▶ Vorgegebener Text:
================

# Not-Aus einfach in Reihe schalten???



## Anonymous (3 Januar 2005)

der ventilator ist  durch einen sicherheitsschalter vor dem eingriff gesichert.....
meinst du...es reicht dann aus einfach den not-aus schalter in reihe zu legen.
er muss ja entrastet werden und der motor läuft ja auch nicht von selbst wieder an....
was meinst du???


----------



## plc_tippser (4 Januar 2005)

Denke schon, aber...

beachte die Sicherheitseinstufung 1-4 und überleg Dir dann welche Verantwortung du übernimmst.

Gibt es keine Doku dazu?

pt


----------



## Anonymous (28 März 2005)

*Not-aus ?*

Was gibt es sonst für ne möglichkeit?
Das ist doch die beste und eigentlich die einfachste.oder?
Vieleicht kann ich ja noch was lernen!


----------



## ralfm (28 März 2005)

Hallo Mechatroniker,

das ist eine Sache der Sicherheit. Bei einem Ventilator wäre ich ziemlich vorsichtig, da braucht sich nur einer den Fingernagel ankratzen, dann gehts rund mit der BG.

Grüße
ralfm


----------



## Anonymous (28 März 2005)

Hast du einen bsseren vorschlag wie man den Notausschalter schalten könnte.Entweder verstehe ich euch falsch oder ich kapier da was net!!


----------



## waro-msr (28 März 2005)

mindestens über ein selbsthaltendes schütz, das sep. quittiert werden muß (in normalzustand immer angezogen).

================

▶ Bereitgestellte Angaben:
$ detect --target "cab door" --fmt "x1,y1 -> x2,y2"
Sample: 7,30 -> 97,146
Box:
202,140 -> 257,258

================

▶ Aufgaben:
#1 Womit ist der Ventilator laut dem ersten Beitrag im Forenthread vor dem Eingriff gesichert?
#2 Schreibe aus dem Forenthread den Abschnitt von „der ventilator ist“ bis einschließlich „reihe zu legen.“ wortgetreu heraus.
#3 Nenne sämtliche Benutzernamen, unter denen im Forenthread Beiträge erschienen sind, jeden nur einmal.
Die Auflistung hat mit dem Forenthread nichts zu tun.

▶ Lösungen:
#1 Durch einen Sicherheitsschalter.

#2
der ventilator ist  durch einen sicherheitsschalter vor dem eingriff gesichert.....
meinst du...es reicht dann aus einfach den not-aus schalter in reihe zu legen.

#3 Anonymous, plc_tippser, ralfm, waro-msr